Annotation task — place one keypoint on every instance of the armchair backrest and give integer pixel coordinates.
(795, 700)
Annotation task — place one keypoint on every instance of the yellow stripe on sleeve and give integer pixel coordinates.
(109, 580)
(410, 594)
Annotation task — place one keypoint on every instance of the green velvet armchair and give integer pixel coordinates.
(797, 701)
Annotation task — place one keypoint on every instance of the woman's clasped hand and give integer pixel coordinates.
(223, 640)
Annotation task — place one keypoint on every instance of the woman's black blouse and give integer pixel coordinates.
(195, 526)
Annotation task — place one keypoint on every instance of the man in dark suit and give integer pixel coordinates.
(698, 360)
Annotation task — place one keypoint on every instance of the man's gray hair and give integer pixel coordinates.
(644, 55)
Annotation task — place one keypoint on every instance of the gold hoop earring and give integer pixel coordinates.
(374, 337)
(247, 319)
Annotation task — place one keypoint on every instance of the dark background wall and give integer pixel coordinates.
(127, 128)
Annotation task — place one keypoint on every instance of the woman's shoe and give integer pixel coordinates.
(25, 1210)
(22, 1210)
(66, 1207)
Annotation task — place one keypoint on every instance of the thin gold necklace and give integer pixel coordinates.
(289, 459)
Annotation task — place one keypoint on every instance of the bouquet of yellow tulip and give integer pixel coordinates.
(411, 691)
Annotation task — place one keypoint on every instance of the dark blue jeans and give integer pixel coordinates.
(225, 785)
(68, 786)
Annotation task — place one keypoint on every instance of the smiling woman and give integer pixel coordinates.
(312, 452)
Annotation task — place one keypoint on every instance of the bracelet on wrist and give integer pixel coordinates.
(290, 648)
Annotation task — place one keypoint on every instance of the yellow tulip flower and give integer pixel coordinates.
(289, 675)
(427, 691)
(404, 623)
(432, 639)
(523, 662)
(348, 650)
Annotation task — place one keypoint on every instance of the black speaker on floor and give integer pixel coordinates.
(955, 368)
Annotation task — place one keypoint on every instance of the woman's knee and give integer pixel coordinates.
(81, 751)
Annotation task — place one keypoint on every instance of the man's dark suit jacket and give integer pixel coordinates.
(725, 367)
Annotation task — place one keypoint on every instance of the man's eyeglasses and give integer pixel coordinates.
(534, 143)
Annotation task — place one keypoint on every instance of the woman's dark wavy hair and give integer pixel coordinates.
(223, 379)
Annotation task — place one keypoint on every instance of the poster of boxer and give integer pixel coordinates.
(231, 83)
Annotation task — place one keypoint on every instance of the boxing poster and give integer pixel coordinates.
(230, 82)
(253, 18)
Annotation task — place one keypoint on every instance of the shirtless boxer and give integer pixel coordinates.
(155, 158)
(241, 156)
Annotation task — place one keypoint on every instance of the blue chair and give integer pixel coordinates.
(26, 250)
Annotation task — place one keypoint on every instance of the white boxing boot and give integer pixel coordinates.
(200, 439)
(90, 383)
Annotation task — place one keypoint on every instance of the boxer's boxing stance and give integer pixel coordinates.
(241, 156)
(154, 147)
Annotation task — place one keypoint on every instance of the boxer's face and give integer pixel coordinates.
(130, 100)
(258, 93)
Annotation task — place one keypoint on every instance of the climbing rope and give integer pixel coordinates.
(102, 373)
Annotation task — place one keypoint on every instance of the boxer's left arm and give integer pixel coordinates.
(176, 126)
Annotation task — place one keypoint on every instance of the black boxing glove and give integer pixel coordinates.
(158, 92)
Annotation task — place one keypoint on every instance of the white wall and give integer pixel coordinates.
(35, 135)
⁂
▶ **THE EXERCISE**
Please edit the items above so that "integer pixel coordinates" reads "whole-number pixel coordinates" wherever it occurs. Keep all other text unchanged.

▶ **FINISHED ANSWER**
Annotation task — place one keypoint on every instance of the armchair backrest and give whole-number pixel coordinates.
(795, 700)
Annotation task — place one keypoint on every instance of the yellow stripe on sleeve and give whole-number pixel coordinates.
(109, 580)
(410, 594)
Annotation task — place one keypoint on every instance of the green velvet armchair and give whole-number pixel coordinates.
(797, 701)
Annotation task — place one keypoint on every instance of the woman's clasped hand and give whole-number pixel coordinates.
(223, 640)
Annotation task — place one keypoint on every instance of the woman's black blouse and give whole-number pixel coordinates.
(195, 526)
Annotation task — place one keypoint on every instance of the man in dark suit and give whole-number pixel coordinates.
(698, 360)
Annotation task — place one keypoint on every instance of the man's gray hair and give whole-number pixel coordinates.
(644, 55)
Annotation task — place one keypoint on every instance of the gold hoop earring and give whole-number pixel coordinates.
(374, 337)
(247, 319)
Annotation task — place one keypoint on every instance of the dark background wall and give whole-number pixel coordinates.
(127, 128)
Annotation task — place one keypoint on every instance of the woman's shoe and give whole-number pixel coordinates.
(25, 1210)
(22, 1210)
(66, 1207)
Annotation task — place one keypoint on every instance of the thin gold necklace and give whole-number pixel coordinates.
(289, 459)
Annotation task — place one keypoint on every instance of the bouquet of yellow tulip and give whole-number pixel coordinates.
(411, 691)
Annotation task — place one keypoint on every instance of the dark blue jeans and give whole-number pixel coordinates.
(225, 785)
(68, 786)
Annotation task — place one keypoint on every instance of the smiling woman and give whole-number pixel coordinates.
(312, 452)
Annotation task — place one keypoint on every instance of the bracelet on wrist and give whole-number pixel coordinates.
(290, 648)
Annotation task — place one keypoint on every instance of the yellow tulip flower and give whole-number pixel coordinates.
(289, 675)
(427, 691)
(404, 623)
(432, 639)
(523, 662)
(348, 650)
Annotation task — place one keypoint on every instance of the black speaker on floor and give whole-number pixel coordinates.
(955, 368)
Annotation task — place one keypoint on every instance of the woman's knee and give whole-number pixel coordinates.
(81, 751)
Annotation task — place one keypoint on every instance of the man's dark suit jacket and give whole-number pixel coordinates.
(725, 367)
Annotation task — place one keypoint on every instance of the man's eyeglasses and give whole-number pixel coordinates.
(534, 143)
Annotation task — place one keypoint on every instance of the woman's dark wavy hair and give whole-number pixel coordinates.
(223, 379)
Annotation task — place one keypoint on every instance of the poster of boxer and give whole-number pixel coordinates.
(231, 83)
Annotation task — place one keypoint on every instance of the boxing poster and give whole-number pixel coordinates.
(230, 82)
(253, 18)
Annotation task — place one keypoint on every instance of the shirtless boxer and give whole-number pixel coordinates.
(155, 158)
(241, 156)
Annotation task — place one keypoint on every instance of the blue chair and give whole-number pixel coordinates.
(26, 250)
Annotation task — place one keypoint on every instance of the white boxing boot and give whole-number pixel coordinates.
(200, 439)
(90, 383)
Annotation task — place one keypoint on every instance of the boxer's boxing stance and give whole-number pixel coordinates.
(241, 156)
(154, 147)
Annotation task — place one keypoint on every instance of the boxer's face and give whole-number pixel coordinates.
(130, 100)
(258, 93)
Annotation task — place one keypoint on every instance of the climbing rope and give whole-number pixel coordinates.
(102, 373)
Annotation task — place one keypoint on every instance of the boxer's left arm and give whole-number pixel coordinates.
(176, 126)
Annotation task — place one keypoint on every instance of the black boxing glove and give whole-number pixel coordinates.
(158, 92)
Annotation task — place one keypoint on every instance of the white wall and give whole-number pixel coordinates.
(35, 135)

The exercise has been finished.